* **EXERCISE DESCRIPTION**
Copy the earphone review passage word for word, beginning at the words "Cable:  The cable" and stopping after "but you know.".

* **EXCERPT PROVIDED**
* START *
Aesthetics:  I’ve said it many a time but I’m a sucker for bare metal and in particular this darkened gunmetal.  They play exactly to what I like best.  My only request would be that the cable attachment bit which is a light silvery be the same darker gunmetal colour. 



Build Quality:  As best I can tell they would appear to be excellent.  The buds are immaculate, the jack feels indestructible as is the right angle jack in the box.  Even the little metal filter holding tubes feel great.



Cable:  The cable is a bit on the thin side not that I had any issues or anything and they are replaceable if you did kill one.  Though I should note that the cable to earbud attachment was a little bit stiff which wasn’t aided by the buds being rounded.  Rounded making them harder to grip with your fingers and stopping you from rotating them as you try to plug in the cable.  Not that you’re doing that often but you know.



Isolation:  As a dynamic they isolate reasonably well.  I was happy using them out and about, on a bus too.  Though they aren’t quite what I’d want for a Tube commute or flight I guess you could in a pinch.  As ever my warning that with music on you won’t hear traffic so if you don’t want run over please do use your eyes when near traffic.  Or get an organ donor card.
* END *
* **DATA EXTRACT**
* START *
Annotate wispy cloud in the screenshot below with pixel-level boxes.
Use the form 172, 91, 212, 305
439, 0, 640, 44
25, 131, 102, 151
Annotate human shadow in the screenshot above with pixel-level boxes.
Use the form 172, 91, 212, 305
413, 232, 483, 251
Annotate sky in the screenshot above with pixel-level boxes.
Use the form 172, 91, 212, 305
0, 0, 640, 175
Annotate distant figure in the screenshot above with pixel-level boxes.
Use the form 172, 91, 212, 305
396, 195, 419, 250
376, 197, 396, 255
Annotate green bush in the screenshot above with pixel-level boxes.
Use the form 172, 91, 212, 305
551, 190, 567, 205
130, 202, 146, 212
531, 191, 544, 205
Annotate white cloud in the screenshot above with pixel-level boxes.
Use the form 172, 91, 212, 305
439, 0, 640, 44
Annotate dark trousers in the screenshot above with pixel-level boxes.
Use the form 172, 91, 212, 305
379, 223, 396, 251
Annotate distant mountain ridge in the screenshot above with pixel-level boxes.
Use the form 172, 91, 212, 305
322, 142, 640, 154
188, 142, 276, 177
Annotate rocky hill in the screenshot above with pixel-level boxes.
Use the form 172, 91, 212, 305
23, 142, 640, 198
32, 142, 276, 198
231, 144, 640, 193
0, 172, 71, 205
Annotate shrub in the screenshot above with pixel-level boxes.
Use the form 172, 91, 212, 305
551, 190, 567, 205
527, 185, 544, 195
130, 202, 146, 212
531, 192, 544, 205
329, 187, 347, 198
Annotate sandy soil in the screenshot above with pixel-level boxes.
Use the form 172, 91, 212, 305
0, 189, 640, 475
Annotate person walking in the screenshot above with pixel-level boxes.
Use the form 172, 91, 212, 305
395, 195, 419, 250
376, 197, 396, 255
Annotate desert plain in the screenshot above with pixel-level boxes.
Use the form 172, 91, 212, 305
* END *
* **SOLVED PROBLEM**
Cable:  The cable is a bit on the thin side not that I had any issues or anything and they are replaceable if you did kill one.  Though I should note that the cable to earbud attachment was a little bit stiff which wasn’t aided by the buds being rounded.  Rounded making them harder to grip with your fingers and stopping you from rotating them as you try to plug in the cable.  Not that you’re doing that often but you know.